WHAT YOU NEED TO DO:
The records should be restated exactly from their first line through the line with "Pick out a point on every instance of the car door" in it.

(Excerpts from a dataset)
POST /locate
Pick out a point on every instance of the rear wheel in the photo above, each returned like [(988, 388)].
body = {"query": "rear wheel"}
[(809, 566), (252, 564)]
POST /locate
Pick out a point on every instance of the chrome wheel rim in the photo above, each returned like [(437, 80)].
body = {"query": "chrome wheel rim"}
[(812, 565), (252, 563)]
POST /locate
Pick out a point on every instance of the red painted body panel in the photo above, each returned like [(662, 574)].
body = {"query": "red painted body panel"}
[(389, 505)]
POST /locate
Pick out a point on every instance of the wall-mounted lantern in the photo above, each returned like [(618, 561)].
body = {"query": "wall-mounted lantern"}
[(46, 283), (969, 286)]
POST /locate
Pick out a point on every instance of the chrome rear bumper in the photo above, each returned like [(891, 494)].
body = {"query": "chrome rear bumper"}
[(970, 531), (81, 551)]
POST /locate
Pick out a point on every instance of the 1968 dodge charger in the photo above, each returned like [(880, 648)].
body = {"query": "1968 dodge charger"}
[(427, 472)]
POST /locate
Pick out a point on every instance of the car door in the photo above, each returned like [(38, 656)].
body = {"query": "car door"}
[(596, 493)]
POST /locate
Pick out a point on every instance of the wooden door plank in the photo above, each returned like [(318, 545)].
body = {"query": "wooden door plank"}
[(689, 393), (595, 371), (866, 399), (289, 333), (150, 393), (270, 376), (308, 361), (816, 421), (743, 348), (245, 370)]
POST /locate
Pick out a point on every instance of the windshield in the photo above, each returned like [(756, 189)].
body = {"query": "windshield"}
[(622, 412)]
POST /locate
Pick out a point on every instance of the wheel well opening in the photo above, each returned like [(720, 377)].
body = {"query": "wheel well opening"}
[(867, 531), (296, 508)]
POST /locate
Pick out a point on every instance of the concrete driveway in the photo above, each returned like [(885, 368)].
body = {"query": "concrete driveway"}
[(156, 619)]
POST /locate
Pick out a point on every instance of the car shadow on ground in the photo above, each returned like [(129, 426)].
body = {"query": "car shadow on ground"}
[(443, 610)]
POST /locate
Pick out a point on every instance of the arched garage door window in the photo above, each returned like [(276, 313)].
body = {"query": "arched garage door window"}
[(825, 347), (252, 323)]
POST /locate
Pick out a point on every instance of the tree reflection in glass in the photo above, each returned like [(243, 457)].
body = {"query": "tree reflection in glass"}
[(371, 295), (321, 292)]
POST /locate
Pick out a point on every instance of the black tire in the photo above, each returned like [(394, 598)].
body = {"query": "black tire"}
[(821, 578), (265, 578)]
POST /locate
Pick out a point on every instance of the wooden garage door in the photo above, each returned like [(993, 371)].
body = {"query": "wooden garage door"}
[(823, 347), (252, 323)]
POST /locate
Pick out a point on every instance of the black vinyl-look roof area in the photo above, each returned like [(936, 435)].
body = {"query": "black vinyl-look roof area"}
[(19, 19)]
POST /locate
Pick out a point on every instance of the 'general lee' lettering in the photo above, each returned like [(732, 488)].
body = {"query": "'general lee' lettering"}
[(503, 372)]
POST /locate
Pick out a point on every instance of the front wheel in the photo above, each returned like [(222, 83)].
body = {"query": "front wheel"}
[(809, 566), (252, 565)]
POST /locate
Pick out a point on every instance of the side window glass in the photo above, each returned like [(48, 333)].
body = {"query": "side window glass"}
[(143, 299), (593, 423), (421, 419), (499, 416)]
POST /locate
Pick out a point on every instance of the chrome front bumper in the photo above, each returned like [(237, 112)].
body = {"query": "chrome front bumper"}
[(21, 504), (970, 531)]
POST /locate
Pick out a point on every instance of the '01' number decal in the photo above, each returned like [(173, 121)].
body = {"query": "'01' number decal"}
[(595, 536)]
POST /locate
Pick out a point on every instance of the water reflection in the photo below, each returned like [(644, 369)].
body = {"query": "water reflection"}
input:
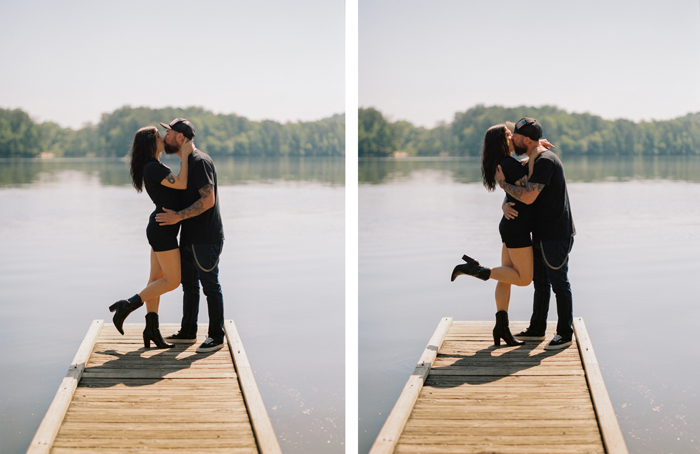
[(578, 168), (230, 171)]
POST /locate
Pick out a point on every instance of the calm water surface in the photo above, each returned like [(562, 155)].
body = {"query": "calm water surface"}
[(72, 235), (634, 271)]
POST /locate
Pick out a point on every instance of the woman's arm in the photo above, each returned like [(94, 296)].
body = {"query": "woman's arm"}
[(180, 181), (531, 163)]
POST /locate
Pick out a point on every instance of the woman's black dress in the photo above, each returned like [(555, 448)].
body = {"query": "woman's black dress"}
[(515, 233), (161, 238)]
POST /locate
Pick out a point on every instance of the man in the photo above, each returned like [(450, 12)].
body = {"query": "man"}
[(553, 233), (201, 241)]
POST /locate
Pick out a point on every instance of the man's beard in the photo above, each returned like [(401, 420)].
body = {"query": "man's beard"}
[(519, 151), (170, 149)]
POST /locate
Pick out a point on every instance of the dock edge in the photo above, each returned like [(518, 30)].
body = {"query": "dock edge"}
[(393, 427), (262, 427), (613, 441), (48, 429)]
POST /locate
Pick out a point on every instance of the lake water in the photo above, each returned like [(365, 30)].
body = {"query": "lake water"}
[(634, 271), (72, 236)]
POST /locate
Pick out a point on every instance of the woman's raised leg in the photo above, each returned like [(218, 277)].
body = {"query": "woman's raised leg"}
[(520, 272), (156, 273), (502, 288), (165, 276), (169, 262)]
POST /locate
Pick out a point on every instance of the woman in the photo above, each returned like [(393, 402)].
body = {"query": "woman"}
[(162, 187), (516, 254)]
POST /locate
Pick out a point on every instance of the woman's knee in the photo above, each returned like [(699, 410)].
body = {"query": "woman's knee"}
[(172, 282), (525, 278)]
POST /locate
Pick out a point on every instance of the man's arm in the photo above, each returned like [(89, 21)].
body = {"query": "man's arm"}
[(206, 201), (526, 194)]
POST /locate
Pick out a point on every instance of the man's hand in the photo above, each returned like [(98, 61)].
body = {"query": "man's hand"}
[(500, 178), (545, 143), (169, 217), (508, 211), (187, 148)]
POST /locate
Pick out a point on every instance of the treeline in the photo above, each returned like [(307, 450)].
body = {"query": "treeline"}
[(572, 133), (216, 134)]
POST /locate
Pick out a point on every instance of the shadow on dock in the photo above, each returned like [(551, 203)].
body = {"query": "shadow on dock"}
[(133, 369), (483, 367)]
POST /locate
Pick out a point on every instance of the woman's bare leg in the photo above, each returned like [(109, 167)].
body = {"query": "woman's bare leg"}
[(503, 289), (156, 273), (169, 262), (520, 273)]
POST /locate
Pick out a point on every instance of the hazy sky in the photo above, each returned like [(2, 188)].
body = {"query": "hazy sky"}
[(71, 61), (425, 60)]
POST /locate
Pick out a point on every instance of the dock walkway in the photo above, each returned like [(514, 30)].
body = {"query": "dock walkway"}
[(468, 396), (120, 398)]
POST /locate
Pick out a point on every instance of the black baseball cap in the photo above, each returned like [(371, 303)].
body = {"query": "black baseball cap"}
[(527, 127), (181, 125)]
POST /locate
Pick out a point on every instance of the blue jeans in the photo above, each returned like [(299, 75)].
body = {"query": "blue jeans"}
[(546, 278), (200, 263)]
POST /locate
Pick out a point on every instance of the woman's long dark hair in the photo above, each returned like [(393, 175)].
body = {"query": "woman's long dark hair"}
[(142, 150), (495, 149)]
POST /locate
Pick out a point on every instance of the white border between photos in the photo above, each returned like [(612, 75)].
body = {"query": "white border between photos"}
[(351, 227)]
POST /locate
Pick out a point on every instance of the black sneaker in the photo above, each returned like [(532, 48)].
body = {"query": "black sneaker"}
[(180, 338), (210, 345), (557, 342), (526, 334)]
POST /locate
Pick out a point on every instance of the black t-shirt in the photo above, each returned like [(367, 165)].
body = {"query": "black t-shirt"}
[(513, 170), (553, 220), (207, 227), (154, 172)]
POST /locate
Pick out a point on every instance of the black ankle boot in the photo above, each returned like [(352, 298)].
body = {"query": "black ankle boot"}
[(502, 330), (121, 310), (472, 268), (152, 332)]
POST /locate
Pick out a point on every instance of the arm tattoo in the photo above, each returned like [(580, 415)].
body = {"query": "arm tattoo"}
[(196, 208), (519, 191), (522, 181), (205, 191)]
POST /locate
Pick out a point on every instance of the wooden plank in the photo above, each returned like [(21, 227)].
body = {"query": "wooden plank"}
[(395, 423), (609, 426), (479, 398), (262, 427), (45, 435)]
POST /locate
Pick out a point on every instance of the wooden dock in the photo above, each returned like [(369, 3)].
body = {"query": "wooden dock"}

TASK RESULT:
POST /locate
Pick out a point on every instance of the rear wheel in the photo above, each returned like [(988, 388)].
body = {"query": "rear wheel"}
[(809, 566), (252, 564)]
POST /locate
Pick out a point on every instance of the chrome wheel rim in the photo above, each returned like [(437, 80)].
body = {"query": "chrome wheel rim"}
[(812, 565), (252, 563)]
POST /locate
Pick out a point on every instance of the red painted body panel in the photo above, each returned like [(662, 574)].
body = {"query": "red painted body panel"}
[(389, 505)]
POST /locate
Pick out a point on every instance of the wall-mounted lantern in the photo above, each returned like [(618, 561)].
body = {"query": "wall-mounted lantern"}
[(46, 283), (969, 286)]
POST /locate
Pick out a point on every instance of the chrome rear bumper in the photo above, each returned like [(891, 494)].
body = {"query": "chrome rear bumper"}
[(970, 531), (81, 551)]
POST /locate
Pick out a point on every instance of the 1968 dodge charger in the photo above, each returned like [(880, 648)].
body = {"query": "1968 dodge charger"}
[(427, 472)]
POST /locate
Pick out a point on every instance of the car door in the photo above, each returned like [(38, 656)].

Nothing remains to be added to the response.